__AIM 1__:
Does the post on diffusion transformers, given below together with the records, support each of the following statements? For each one, answer yes or no and quote the deciding words from the post.
(a) The largest DiT-XL/2 models reached an FID of 2.27 on the 256x256 ImageNet benchmark.
(b) Stable Diffusion uses a transformer as its backbone.
(c) DiTs with higher Gflops consistently have higher FID.

━━ TEXT

Arxiv Dives

ArXiv Dives - Diffusion Transformers

Greg Schoeninger
Mar 12, 2024

Diffusion transformers achieve state-of-the-art quality generating images by replacing the commonly used U-Net backbone with a transformer that operates on latent patches. They recently gained a lot of hype with the release of the Sora Technical Report that stated that the core model architecture for Sora is a Diffusion Transformer.

Teams: UC Berkeley, NYU

Publish Date: March 2nd, 2023

Scalable Diffusion Models with Transformers
We explore a new class of diffusion models based on the transformer architecture. We train latent diffusion models of images, replacing the commonly-used U-Net backbone with a transformer that operates on latent patches. We analyze the scalability of our Diffusion Transformers (DiTs) through the lens of forward pass complexity as measured by Gflops. We find that DiTs with higher Gflops -- through increased transformer depth/width or increased number of input tokens -- consistently have lower FID. In addition to possessing good scalability properties, our largest DiT-XL/2 models outperform all prior diffusion models on the class-conditional ImageNet 512x512 and 256x256 benchmarks, achieving a state-of-the-art FID of 2.27 on the latter.

ArXiv Dives

Every Friday at we host a paper club called "ArXiv Dives" to make us smarter Oxen 🐂 🧠. We believe diving into the details of research papers is the best way to build fundamental knowledge, spot patterns and keep up with the bleeding edge.

These are the notes from our live session, feel free to follow along with the video for context. If you would like to join live to ask questions or join the discussion we would love to have you! Sign up below 👇 · Events Calendar
View and subscribe to events from on Luma. Build World-Class AI Datasets, Together. Track, iterate, collaborate on, & discover data in any format.


While transformers have taken the machine learning world by storm for many tasks in natural language processing, computer vision and several other domains, for some reason image generation models had remained holdouts on the trend. Prior state of the art image generation models these days are what’s called “diffusion models”.

Popular diffusion models such as “Stable Diffusion” use a convolutional U-Net architecture as their backbone.

This work on Diffusion Transformers shows that the inductive biases that come from Convolution, ResNets, and U-Nets are not crucial to the performance of diffusion models. You can replace the components inside a diffusion model with a transformer and have nice properties such as scalability, robustness, and efficiency.

What is a U-Net?

A U-Net is a type of neural network architecture that can be visualized as a U. It down samples an image to a latent space, then upsamples an output back to the same size as the original image. The latent spaces are connected by skip connections that allow information to flow nicely through the model. In the case of diffusion networks the output is a predicted set of noise, but U-Nets are commonly used in tasks like semantic segmentation image augmentation where the input has to be the same size of the output.

I recommend this source for a lot of the background needed for this post: It covers U-Nets, VAEs, and Diffusion models in detail with great visuals and code.

What is a Diffusion Model?

A "Diffusion Model" in is any type of model that reconstructs images from noise. What is interesting about them is the data augmentation used in training. They use a trick of of slowly applying Gaussian noise to the training images at different time steps, until you end up with something that looks like the image on the right of just fuzzy noise.

━━━━
━━ ENTRIES PROVIDED

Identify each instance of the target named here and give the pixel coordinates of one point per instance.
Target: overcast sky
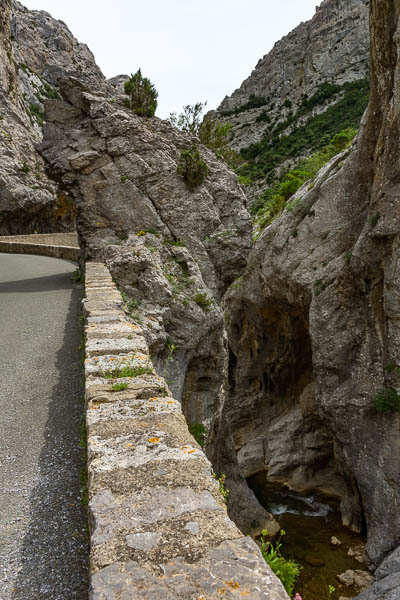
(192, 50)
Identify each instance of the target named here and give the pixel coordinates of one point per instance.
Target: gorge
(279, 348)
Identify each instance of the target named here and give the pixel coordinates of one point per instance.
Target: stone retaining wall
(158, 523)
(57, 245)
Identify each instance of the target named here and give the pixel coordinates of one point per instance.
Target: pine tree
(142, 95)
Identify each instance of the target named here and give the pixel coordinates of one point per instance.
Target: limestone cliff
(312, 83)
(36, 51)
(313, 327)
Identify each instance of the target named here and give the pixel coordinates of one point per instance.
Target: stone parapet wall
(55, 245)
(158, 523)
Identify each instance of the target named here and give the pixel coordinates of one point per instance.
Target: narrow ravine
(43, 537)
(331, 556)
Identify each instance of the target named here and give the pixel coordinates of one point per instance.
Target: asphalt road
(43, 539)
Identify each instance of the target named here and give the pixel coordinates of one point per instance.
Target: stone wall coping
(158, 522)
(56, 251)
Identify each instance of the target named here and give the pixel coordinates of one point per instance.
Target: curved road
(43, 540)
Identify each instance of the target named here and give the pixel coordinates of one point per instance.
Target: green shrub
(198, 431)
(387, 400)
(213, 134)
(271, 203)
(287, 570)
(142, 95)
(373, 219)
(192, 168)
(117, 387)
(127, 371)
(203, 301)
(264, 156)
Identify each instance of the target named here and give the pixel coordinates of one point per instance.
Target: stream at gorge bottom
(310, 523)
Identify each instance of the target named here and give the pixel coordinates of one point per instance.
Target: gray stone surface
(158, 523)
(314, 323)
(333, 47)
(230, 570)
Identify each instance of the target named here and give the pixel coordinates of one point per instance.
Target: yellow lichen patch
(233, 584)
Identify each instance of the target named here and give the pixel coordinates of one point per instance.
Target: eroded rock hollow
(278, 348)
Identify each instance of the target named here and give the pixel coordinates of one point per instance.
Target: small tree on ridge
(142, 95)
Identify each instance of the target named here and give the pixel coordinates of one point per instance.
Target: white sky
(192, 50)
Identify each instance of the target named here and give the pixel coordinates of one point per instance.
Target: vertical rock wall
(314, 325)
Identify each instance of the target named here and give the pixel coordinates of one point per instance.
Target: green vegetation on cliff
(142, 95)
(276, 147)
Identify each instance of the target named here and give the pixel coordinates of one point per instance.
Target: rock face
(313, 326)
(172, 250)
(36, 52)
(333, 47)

━━━━
━━ ENTRIES PROVIDED

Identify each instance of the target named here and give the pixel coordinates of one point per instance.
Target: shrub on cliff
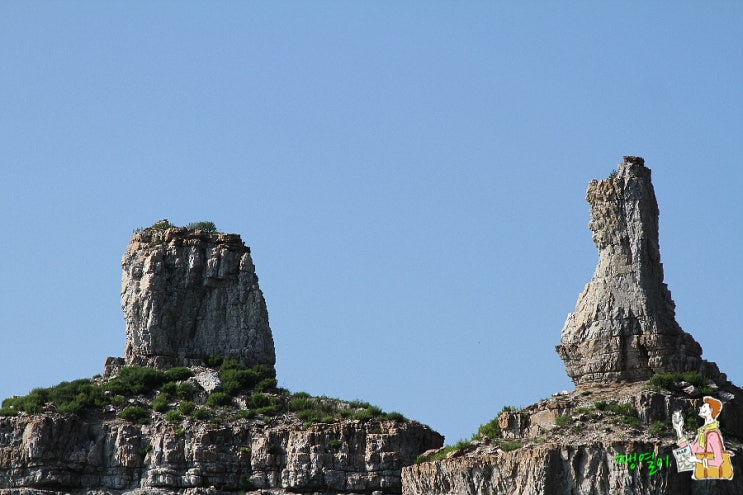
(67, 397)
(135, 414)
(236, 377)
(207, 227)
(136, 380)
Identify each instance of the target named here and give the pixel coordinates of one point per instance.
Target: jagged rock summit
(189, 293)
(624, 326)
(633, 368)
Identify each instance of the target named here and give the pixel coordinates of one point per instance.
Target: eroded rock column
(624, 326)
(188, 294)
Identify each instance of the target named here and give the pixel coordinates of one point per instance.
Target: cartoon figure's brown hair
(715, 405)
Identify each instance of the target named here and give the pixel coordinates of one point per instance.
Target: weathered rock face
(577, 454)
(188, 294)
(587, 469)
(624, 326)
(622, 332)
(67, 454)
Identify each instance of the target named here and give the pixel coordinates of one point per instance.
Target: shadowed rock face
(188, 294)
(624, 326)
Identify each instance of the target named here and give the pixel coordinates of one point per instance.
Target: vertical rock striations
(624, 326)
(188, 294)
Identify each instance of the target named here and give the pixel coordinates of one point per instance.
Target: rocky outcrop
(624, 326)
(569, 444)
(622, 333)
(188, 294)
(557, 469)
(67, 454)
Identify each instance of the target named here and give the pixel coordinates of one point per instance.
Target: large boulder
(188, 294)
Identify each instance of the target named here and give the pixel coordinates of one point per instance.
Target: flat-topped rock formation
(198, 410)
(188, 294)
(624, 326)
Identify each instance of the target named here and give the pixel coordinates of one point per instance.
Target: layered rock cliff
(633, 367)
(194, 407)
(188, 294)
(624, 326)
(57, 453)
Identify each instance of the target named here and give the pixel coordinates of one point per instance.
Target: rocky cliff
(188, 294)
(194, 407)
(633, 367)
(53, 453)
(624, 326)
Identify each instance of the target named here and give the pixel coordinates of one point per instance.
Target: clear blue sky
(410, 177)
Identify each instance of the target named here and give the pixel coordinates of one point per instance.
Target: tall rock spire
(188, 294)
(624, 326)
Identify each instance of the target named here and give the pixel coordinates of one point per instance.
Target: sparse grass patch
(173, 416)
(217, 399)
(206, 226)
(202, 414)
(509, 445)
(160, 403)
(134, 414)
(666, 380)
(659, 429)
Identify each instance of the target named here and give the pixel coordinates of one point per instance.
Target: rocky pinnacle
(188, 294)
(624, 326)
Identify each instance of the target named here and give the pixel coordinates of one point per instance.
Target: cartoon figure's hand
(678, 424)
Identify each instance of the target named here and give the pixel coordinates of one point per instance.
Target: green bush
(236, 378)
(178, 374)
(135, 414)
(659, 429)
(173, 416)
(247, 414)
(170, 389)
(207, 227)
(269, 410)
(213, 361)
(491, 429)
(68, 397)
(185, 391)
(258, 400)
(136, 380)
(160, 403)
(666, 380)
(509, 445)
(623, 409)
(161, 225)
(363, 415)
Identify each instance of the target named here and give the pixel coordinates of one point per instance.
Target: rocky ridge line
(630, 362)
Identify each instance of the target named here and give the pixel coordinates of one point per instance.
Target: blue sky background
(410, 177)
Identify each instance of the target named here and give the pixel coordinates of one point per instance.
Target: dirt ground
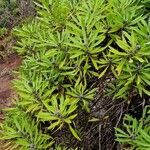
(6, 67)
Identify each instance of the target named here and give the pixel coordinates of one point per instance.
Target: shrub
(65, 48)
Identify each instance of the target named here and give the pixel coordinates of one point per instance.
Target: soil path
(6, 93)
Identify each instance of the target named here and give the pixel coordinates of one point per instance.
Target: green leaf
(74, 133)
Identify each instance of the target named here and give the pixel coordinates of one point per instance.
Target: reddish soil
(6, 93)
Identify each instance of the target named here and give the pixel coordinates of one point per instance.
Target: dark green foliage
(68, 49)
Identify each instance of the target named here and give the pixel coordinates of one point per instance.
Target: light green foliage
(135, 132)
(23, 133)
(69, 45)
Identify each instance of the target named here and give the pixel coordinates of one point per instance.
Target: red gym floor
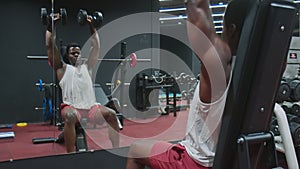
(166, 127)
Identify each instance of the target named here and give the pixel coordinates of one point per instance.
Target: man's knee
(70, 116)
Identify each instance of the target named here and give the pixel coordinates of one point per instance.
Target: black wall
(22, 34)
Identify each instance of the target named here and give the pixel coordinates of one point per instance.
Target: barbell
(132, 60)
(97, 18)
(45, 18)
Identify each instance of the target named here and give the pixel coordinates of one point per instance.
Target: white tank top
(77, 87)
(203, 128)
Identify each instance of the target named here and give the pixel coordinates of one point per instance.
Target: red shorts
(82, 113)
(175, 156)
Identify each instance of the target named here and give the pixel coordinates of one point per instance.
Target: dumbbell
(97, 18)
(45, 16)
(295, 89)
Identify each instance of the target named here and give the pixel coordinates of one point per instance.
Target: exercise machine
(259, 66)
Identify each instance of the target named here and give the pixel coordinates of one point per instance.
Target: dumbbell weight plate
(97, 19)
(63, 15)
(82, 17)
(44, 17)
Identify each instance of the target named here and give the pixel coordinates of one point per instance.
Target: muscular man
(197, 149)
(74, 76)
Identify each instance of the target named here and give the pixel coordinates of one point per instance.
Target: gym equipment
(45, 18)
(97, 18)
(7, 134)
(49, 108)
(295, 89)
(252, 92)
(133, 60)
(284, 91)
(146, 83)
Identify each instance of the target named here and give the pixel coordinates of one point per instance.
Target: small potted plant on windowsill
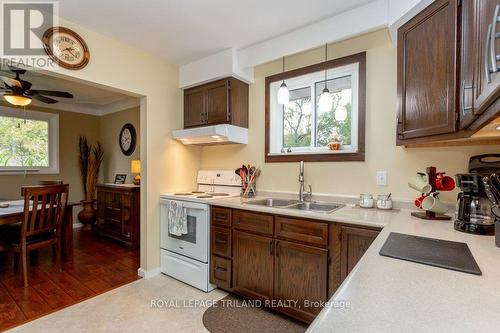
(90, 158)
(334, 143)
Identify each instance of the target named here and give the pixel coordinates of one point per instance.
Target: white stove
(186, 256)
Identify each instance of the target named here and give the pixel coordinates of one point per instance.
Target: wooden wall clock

━━━━

__AIM 2__: Which lines of the records contain the word "wall"? Collect every such line and copy it, counting only matches with the same case.

__FINAL RESULT 1__:
(a) Yes: "outperform all prior diffusion models on the class-conditional ImageNet 512x512 and 256x256 benchmarks, achieving a state-of-the-art FID of 2.27 on the latter"
(b) No: "Popular diffusion models such as “Stable Diffusion” use a convolutional U-Net architecture as their backbone."
(c) No: "We find that DiTs with higher Gflops -- through increased transformer depth/width or increased number of input tokens -- consistently have lower FID."

__FINAL RESULT 2__:
Target: stone retaining wall
Target: stone parapet wall
Target: stone wall coping
Target: vertical rock wall
Target: black wall
Target: wooden wall clock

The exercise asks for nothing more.